→ **Passage given**:
This dissertation uses a non-invasive and interface specific technique – vibrational sum frequency (VSF) spectroscopy – to study the fundamental forces that control coadsorbing P/S systems. Because the VSF response is nonlinear, the net orientation of the participating dipoles can be determined from the phase relationships of the resultant data. VSF spectroscopy is powerful, but not all-knowing; many corroborating techniques are used to construct a holistic model of P/S behavior.
The first three chapters of this dissertation introduce the system of interest and the techniques by which it will be explored. Chapter III introduces the benefits of selective deuteration, and the information contained within VSF spectra is explained and demonstrated for a simple surfactant interface.
Chapter IV looks critically at previous literature conclusions regarding a model P/S system. The oil/water adsorption is compared with what is known previously about adsorption at the air/water interface. Ultimately, it is found that similar electrostatic effects lead to ordered adsorption at both interfaces, but two conclusions from air/water are not replicated: the formation of multilayers and the persistence of polymer adsorption in the presence of micelles. A more robust interfacial pictures is constructed, which demonstrates the wealth of information obtained from vibrational spectroscopies.

→ **Exercises**:
a: In the dissertation overview, rewrite the part starting with "The first three" and going on through "simple surfactant interface.", changing "deuteration" to "isotope labeling".
b: Answer these questions about the dissertation overview.
(i) Why can the net orientation of the participating dipoles be determined from VSF data?
(ii) Which chapter introduces the benefits of selective deuteration?
(iii) Which two air/water conclusions are not replicated at the oil/water interface?

→ **Dataset extract**:
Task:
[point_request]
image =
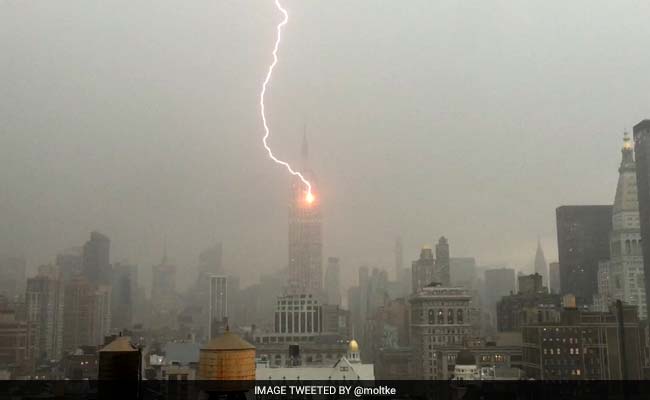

→ **Outputs in order**:
a:
The first three chapters of this dissertation introduce the system of interest and the techniques by which it will be explored. Chapter III introduces the benefits of selective isotope labeling, and the information contained within VSF spectra is explained and demonstrated for a simple surfactant interface.

b:
(i) The VSF response is nonlinear, so the orientation can be determined from the phase relationships of the resulting data.
(ii) Chapter III.
(iii) The formation of multilayers and the persistence of polymer adsorption in the presence of micelles.